→ Given data
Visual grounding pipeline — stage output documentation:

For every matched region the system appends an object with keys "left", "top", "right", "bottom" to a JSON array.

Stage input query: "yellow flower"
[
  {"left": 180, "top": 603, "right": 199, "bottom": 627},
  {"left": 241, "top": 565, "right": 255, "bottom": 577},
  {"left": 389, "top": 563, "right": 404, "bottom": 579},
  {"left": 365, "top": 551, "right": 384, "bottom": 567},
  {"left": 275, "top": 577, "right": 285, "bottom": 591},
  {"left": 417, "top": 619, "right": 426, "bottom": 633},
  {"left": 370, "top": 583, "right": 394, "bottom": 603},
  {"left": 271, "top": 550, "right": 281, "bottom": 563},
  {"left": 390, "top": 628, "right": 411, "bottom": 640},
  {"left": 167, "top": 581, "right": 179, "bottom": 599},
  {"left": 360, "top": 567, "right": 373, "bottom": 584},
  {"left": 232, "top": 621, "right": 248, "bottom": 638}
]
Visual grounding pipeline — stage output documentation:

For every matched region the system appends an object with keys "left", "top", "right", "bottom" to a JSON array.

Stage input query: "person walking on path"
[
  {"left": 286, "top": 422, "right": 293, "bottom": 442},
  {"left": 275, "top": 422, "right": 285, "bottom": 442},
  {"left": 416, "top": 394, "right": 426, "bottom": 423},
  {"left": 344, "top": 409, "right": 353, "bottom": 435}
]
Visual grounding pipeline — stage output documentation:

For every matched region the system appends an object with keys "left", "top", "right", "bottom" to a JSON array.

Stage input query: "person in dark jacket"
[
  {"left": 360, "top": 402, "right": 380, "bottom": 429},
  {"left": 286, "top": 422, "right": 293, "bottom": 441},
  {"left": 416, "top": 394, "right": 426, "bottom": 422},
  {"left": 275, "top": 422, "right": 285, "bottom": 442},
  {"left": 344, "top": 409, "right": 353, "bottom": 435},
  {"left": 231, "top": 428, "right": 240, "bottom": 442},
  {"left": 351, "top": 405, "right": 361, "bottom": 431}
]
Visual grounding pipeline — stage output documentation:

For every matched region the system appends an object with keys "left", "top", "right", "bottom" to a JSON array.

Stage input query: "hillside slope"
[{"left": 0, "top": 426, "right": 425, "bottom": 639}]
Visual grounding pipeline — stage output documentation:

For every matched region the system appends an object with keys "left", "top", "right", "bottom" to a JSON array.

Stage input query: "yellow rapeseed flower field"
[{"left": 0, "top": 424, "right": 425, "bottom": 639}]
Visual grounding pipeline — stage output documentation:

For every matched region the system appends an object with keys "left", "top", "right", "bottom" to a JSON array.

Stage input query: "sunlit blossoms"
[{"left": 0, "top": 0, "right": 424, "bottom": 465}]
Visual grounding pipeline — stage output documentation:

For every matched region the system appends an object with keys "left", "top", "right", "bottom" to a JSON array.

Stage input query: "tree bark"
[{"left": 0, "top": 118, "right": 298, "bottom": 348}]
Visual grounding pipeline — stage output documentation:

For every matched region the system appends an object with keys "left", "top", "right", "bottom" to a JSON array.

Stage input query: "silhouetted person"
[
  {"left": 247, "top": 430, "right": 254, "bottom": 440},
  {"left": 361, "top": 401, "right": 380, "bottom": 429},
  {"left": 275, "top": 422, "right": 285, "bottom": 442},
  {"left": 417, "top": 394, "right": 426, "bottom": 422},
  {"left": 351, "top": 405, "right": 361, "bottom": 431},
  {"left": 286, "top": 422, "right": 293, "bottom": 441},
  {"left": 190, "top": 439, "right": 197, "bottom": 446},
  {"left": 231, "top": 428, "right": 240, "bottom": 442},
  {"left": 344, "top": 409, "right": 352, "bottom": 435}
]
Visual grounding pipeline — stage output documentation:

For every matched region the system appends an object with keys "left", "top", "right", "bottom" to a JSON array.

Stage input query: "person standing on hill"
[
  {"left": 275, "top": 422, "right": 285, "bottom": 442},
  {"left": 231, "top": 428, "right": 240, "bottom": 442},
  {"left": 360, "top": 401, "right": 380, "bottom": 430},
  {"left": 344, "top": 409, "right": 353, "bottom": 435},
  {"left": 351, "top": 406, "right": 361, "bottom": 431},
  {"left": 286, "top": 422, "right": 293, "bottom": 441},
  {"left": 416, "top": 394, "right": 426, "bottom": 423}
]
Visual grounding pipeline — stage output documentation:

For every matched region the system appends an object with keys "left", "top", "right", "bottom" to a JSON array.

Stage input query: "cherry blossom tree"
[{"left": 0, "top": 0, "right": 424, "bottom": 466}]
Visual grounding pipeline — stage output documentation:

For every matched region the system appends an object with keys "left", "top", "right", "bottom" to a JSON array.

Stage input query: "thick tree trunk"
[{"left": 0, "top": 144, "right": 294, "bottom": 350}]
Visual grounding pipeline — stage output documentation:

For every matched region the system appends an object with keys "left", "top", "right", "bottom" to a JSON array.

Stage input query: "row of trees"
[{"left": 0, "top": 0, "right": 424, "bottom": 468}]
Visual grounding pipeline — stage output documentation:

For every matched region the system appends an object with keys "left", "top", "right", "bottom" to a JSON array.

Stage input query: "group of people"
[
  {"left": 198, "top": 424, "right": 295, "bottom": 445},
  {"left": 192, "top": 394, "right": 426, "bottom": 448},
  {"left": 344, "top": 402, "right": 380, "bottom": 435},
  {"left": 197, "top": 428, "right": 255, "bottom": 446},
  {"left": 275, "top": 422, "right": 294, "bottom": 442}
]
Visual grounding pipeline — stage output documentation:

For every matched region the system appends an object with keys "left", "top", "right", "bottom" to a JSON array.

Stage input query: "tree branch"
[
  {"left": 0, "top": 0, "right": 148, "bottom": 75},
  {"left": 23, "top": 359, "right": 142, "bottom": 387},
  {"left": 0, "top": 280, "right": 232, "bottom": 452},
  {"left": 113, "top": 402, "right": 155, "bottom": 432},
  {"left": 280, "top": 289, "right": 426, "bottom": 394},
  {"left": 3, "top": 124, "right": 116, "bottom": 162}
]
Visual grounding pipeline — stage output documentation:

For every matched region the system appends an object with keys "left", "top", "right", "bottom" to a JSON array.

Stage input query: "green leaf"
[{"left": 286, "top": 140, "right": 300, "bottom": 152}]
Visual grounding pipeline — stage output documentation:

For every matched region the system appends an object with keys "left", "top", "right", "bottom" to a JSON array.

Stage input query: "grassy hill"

→ Task description
Give back the entire listing verbatim.

→ Written response
Visual grounding pipeline — stage output documentation:

For every matched region the system appends an object with keys "left", "top", "right", "bottom" to a JSON array.

Stage input query: "yellow flower"
[
  {"left": 180, "top": 603, "right": 199, "bottom": 627},
  {"left": 241, "top": 565, "right": 255, "bottom": 577},
  {"left": 389, "top": 563, "right": 404, "bottom": 579},
  {"left": 365, "top": 551, "right": 384, "bottom": 567},
  {"left": 275, "top": 577, "right": 285, "bottom": 591},
  {"left": 417, "top": 619, "right": 426, "bottom": 633},
  {"left": 370, "top": 583, "right": 394, "bottom": 603},
  {"left": 271, "top": 550, "right": 281, "bottom": 563},
  {"left": 390, "top": 628, "right": 411, "bottom": 640},
  {"left": 167, "top": 581, "right": 179, "bottom": 599},
  {"left": 360, "top": 567, "right": 373, "bottom": 584},
  {"left": 232, "top": 621, "right": 248, "bottom": 638}
]
Visual grounding pipeline — stage output documentation:

For every matched region the system appends an object with keys "left", "top", "right", "bottom" to a JSON array.

Stage input query: "person walking on path"
[
  {"left": 286, "top": 422, "right": 293, "bottom": 442},
  {"left": 275, "top": 422, "right": 285, "bottom": 442},
  {"left": 416, "top": 394, "right": 426, "bottom": 423},
  {"left": 344, "top": 409, "right": 353, "bottom": 435}
]
Visual grounding pipeline — stage output documentation:

For every matched region the system appends an object with keys "left", "top", "right", "bottom" to a JSON array.

Stage input query: "person in dark jacket"
[
  {"left": 360, "top": 402, "right": 380, "bottom": 429},
  {"left": 286, "top": 422, "right": 293, "bottom": 441},
  {"left": 416, "top": 394, "right": 426, "bottom": 422},
  {"left": 275, "top": 422, "right": 285, "bottom": 442},
  {"left": 344, "top": 409, "right": 353, "bottom": 435},
  {"left": 231, "top": 428, "right": 240, "bottom": 442},
  {"left": 351, "top": 405, "right": 361, "bottom": 431}
]
Visual grounding pipeline — stage output documentation:

For every matched region the system appends an object with keys "left", "top", "right", "bottom" to a JSON array.

Stage input query: "hillside slope"
[{"left": 0, "top": 426, "right": 425, "bottom": 639}]
Visual grounding pipeline — stage output documentation:

For every matched region the system appends an object with keys "left", "top", "right", "bottom" to a JSON array.

Stage input query: "yellow rapeseed flower field"
[{"left": 0, "top": 424, "right": 425, "bottom": 639}]
Visual grounding pipeline — stage output documentation:

For every matched region the system appends an object with keys "left", "top", "right", "bottom" to a JSON array.

Stage input query: "sunlit blossoms"
[{"left": 0, "top": 0, "right": 424, "bottom": 465}]
Visual grounding pipeline — stage output documentation:

For every matched region the system appends an object with keys "left", "top", "right", "bottom" to a JSON array.

Stage input query: "tree bark"
[{"left": 0, "top": 118, "right": 298, "bottom": 348}]
Visual grounding pipeline — stage output documentation:

For every matched region the system appends an object with keys "left", "top", "right", "bottom" to a JSON array.

Stage input query: "silhouetted person"
[
  {"left": 247, "top": 430, "right": 254, "bottom": 440},
  {"left": 361, "top": 401, "right": 380, "bottom": 429},
  {"left": 275, "top": 422, "right": 285, "bottom": 442},
  {"left": 417, "top": 394, "right": 426, "bottom": 422},
  {"left": 351, "top": 405, "right": 361, "bottom": 431},
  {"left": 286, "top": 422, "right": 293, "bottom": 441},
  {"left": 190, "top": 439, "right": 197, "bottom": 446},
  {"left": 231, "top": 428, "right": 240, "bottom": 442},
  {"left": 344, "top": 409, "right": 352, "bottom": 435}
]
Visual grounding pipeline — stage output documentation:

For every matched region the system appends an object with keys "left", "top", "right", "bottom" to a JSON array.

Stage input query: "person standing on hill"
[
  {"left": 275, "top": 422, "right": 285, "bottom": 442},
  {"left": 231, "top": 428, "right": 240, "bottom": 442},
  {"left": 360, "top": 401, "right": 380, "bottom": 430},
  {"left": 344, "top": 409, "right": 353, "bottom": 435},
  {"left": 351, "top": 406, "right": 361, "bottom": 431},
  {"left": 286, "top": 422, "right": 293, "bottom": 441},
  {"left": 416, "top": 394, "right": 426, "bottom": 423}
]
Visual grounding pipeline — stage output documentation:

For every matched region the system appends an object with keys "left", "top", "right", "bottom" to a JSON array.

Stage input query: "cherry blossom tree"
[{"left": 0, "top": 0, "right": 424, "bottom": 466}]
Visual grounding pipeline — stage output documentation:

For every matched region the system appends an object with keys "left", "top", "right", "bottom" to a JSON array.

Stage input query: "thick tree trunk"
[{"left": 0, "top": 144, "right": 294, "bottom": 350}]
Visual grounding pipeline — stage output documentation:

For every matched region the system appends an object with keys "left", "top", "right", "bottom" to a JSON array.

Stage input query: "row of trees"
[{"left": 0, "top": 0, "right": 424, "bottom": 468}]
Visual grounding pipeline — stage output documentation:

For every matched region the system appends an object with keys "left", "top", "right", "bottom" to a JSON array.

Stage input query: "group of people"
[
  {"left": 198, "top": 424, "right": 295, "bottom": 445},
  {"left": 192, "top": 394, "right": 426, "bottom": 448},
  {"left": 344, "top": 402, "right": 380, "bottom": 435},
  {"left": 197, "top": 428, "right": 255, "bottom": 446},
  {"left": 275, "top": 422, "right": 294, "bottom": 442}
]
Visual grounding pipeline — stage output documentation:

For every matched region the system appends an object with keys "left", "top", "right", "bottom" to a JSON array.

Stage input query: "tree branch"
[
  {"left": 0, "top": 0, "right": 148, "bottom": 75},
  {"left": 23, "top": 359, "right": 142, "bottom": 387},
  {"left": 0, "top": 280, "right": 232, "bottom": 452},
  {"left": 113, "top": 402, "right": 155, "bottom": 432},
  {"left": 280, "top": 289, "right": 426, "bottom": 394},
  {"left": 3, "top": 124, "right": 116, "bottom": 162}
]
Visual grounding pipeline — stage output documentation:

For every matched region the system appends an object with keys "left", "top", "right", "bottom" to a JSON array.

Stage input query: "green leaf"
[{"left": 286, "top": 140, "right": 300, "bottom": 152}]
Visual grounding pipeline — stage output documentation:

For every matched region the system appends an object with keys "left", "top", "right", "bottom" to a JSON array.

Stage input query: "grassy hill"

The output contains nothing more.